§ **Instructions for the task**:
Every record must appear in your copy exactly as written, with no pictures.
>> START
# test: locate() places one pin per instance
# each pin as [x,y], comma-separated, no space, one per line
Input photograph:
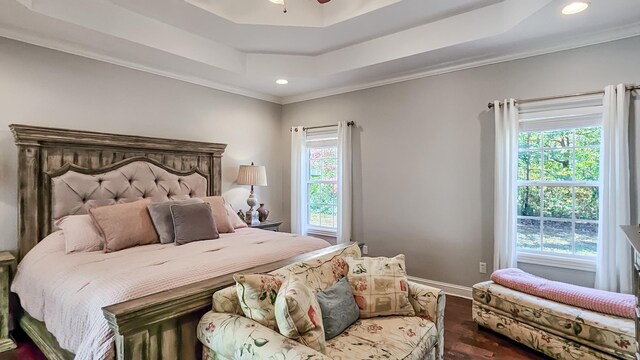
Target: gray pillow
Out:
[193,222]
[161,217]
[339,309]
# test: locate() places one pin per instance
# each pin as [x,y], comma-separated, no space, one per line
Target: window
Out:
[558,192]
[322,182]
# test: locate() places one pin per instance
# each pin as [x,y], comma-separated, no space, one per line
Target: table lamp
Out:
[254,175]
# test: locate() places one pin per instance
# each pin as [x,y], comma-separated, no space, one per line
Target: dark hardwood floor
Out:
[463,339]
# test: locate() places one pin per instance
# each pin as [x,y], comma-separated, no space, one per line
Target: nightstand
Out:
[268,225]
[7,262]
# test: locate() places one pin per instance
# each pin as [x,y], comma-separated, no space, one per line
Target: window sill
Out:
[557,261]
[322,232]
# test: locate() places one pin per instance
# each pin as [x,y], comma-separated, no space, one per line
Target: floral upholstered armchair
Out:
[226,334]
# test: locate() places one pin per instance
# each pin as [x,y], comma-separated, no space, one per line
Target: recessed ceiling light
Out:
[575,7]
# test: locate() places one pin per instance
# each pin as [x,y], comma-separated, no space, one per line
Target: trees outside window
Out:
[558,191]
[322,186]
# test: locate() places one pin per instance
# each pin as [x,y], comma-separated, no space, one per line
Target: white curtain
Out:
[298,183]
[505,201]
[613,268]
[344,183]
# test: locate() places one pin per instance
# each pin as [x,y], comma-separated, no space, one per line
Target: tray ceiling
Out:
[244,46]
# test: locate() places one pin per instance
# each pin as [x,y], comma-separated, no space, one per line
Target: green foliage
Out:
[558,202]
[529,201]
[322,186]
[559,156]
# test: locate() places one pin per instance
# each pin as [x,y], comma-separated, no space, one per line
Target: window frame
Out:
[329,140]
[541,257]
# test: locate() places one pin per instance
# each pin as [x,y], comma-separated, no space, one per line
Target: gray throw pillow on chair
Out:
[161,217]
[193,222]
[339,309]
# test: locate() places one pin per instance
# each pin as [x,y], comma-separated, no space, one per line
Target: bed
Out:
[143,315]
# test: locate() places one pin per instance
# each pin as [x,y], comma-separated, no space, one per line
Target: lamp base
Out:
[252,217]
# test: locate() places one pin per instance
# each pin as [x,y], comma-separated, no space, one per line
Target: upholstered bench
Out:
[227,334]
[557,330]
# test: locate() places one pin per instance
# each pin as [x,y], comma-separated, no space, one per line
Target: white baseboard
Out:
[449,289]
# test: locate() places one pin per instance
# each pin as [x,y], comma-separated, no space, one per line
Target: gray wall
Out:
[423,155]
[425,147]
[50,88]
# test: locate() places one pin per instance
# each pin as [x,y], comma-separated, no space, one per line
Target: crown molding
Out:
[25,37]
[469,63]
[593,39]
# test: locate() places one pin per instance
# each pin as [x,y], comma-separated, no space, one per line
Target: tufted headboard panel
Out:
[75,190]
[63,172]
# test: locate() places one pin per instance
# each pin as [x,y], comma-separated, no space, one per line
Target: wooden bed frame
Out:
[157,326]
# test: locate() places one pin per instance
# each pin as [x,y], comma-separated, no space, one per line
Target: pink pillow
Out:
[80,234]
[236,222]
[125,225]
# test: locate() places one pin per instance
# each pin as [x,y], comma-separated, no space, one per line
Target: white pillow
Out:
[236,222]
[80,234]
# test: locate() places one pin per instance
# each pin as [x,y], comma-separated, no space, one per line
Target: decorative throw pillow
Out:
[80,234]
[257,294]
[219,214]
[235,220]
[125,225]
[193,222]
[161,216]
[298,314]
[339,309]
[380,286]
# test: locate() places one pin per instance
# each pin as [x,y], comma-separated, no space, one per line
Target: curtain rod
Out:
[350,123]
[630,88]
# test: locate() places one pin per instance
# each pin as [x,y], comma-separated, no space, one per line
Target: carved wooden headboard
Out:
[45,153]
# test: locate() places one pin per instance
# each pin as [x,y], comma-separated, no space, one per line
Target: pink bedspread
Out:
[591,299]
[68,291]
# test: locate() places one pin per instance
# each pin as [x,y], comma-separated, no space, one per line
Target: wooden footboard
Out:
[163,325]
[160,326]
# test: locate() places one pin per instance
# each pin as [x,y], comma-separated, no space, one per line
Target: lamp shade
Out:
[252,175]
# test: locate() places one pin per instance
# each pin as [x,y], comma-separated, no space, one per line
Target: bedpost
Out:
>> END
§ **Full response**:
# test: locate() places one pin per instance
# each pin as [x,y], comma-separated, no space, one per line
Input photograph:
Target: gray pillow
Out:
[193,222]
[161,217]
[339,309]
# test: locate() places one pin per instance
# each pin as [x,y], comma-separated, no space, one per line
Target: window
Out:
[558,192]
[322,182]
# test: locate() places one pin per instance
# each pin as [x,y], comma-separated, no space, one per line
Target: table lamp
Out:
[254,175]
# test: locate() places one pin per instance
# each pin as [x,y], comma-separated, no space, one per line
Target: dark hardwood floor
Out:
[463,339]
# test: locate() places one pin per instance
# each pin as [x,y], comma-separated, no space, one per line
Target: nightstand
Out:
[268,225]
[7,262]
# test: locate() places one pin per instance
# each pin as [x,y], comma-separated, no space, one per line
Target: window sill
Out:
[557,261]
[322,232]
# test: locate() places one pin per instance
# each pin as [x,y], comma-separated, no space, one per line
Target: floral upholstered armchair
Out:
[226,334]
# test: locate() places one pin per instance
# each pin as [x,y], comma-separated, no space, one per line
Target: recessed ceiling light
Out:
[575,7]
# test: locate() places one pin per instance
# each pin as [x,y], comma-separated, no space, one per line
Target: trees outside window
Out:
[558,191]
[322,186]
# test: locate() places one pin per instance
# each pin as [x,y], comma-separated, no space, one per line
Target: white curtain
Out:
[298,183]
[505,201]
[613,268]
[344,183]
# test: locate() places one pin per instance
# each pin as [x,y], comma-separated, no space, one per line
Target: tray ceiling
Out:
[244,46]
# test: locate() places one pin per instance
# each pin as [x,y], comma-separated, no space, one per line
Target: green foliage
Out:
[558,202]
[529,201]
[322,186]
[559,156]
# test: locate() places one pin per instance
# each pin as [x,y], comma-separated, no space, one per line
Target: window frame
Out:
[329,140]
[541,257]
# test: locate() places one pin per instance
# each pin as [x,y], comma-separated, no space, one per line
Target: gray throw pillow on chair
Out:
[161,217]
[193,222]
[339,309]
# test: locate() places one pin per instance
# each pin as [x,y], comma-separated, no space, one per line
Target: bed
Out:
[143,315]
# test: locate() places one pin per instance
# each pin as [x,y], comma-separated, no space, one per line
Target: lamp base
Out:
[252,217]
# test: locate() places one pin per instance
# each pin as [x,y], comma-separated, no space, one per line
Target: upholstered bench
Out:
[227,334]
[557,330]
# test: locate() places one pin per instance
# each pin as [x,y], comma-separated, no space, one per line
Target: white baseboard
Out:
[449,289]
# test: locate() places one pin per instance
# each pin as [x,y], comma-separated, no space, one per line
Target: gray wall
Out:
[423,155]
[425,147]
[50,88]
# test: locate() places one pin per instance
# each pin as [x,y], comma-separated, no space, one per line
Target: crown molding
Out:
[25,37]
[469,63]
[593,39]
# test: locate() places one pin per instance
# each pin as [x,y], comma-separated, no space, one per line
Target: tufted headboard panel
Out:
[75,190]
[63,172]
# test: locate() places one pin per instance
# each pin as [x,y], comma-separated, no space, one per line
Target: wooden bed frame
Out:
[157,326]
# test: locate() places one pin per instance
# each pin as [x,y], comma-separated, no space, one per line
Target: pink pillow
Out:
[80,234]
[236,222]
[125,225]
# test: locate() places one pin per instance
# each pin as [x,y], comma-separated, no space, one per line
Target: white pillow
Out:
[236,222]
[80,234]
# test: locate() places one pin per instance
# each pin as [x,y], comma-separated, no space, one per line
Target: decorative throw pillow
Out:
[80,234]
[257,294]
[219,214]
[235,220]
[125,225]
[193,222]
[161,216]
[298,314]
[339,309]
[380,286]
# test: locate() places one pin per instance
# each pin as [x,y], comma-separated, no space, one per line
Target: curtain rod
Out:
[350,123]
[630,88]
# test: locate() places one pin per instance
# each pin as [x,y], comma-separated, no space, one per line
Target: carved wooden headboard
Out:
[45,153]
# test: locate() places one pin per instance
# each pin as [x,y], comma-separated, no space, one per line
Target: pink bedspread
Out:
[591,299]
[68,291]
# test: locate() places one pin per instance
# each pin as [x,y], comma-separated, no space, one per line
Target: wooden footboard
Out:
[163,325]
[160,326]
# test: locate() places one pin per instance
# each pin as [x,y], comma-separated, no space, one per line
Target: lamp shade
Out:
[252,175]
# test: locate() places one pin per instance
# each pin as [x,y], comma-separated, no space, one per line
Target: bedpost
Out:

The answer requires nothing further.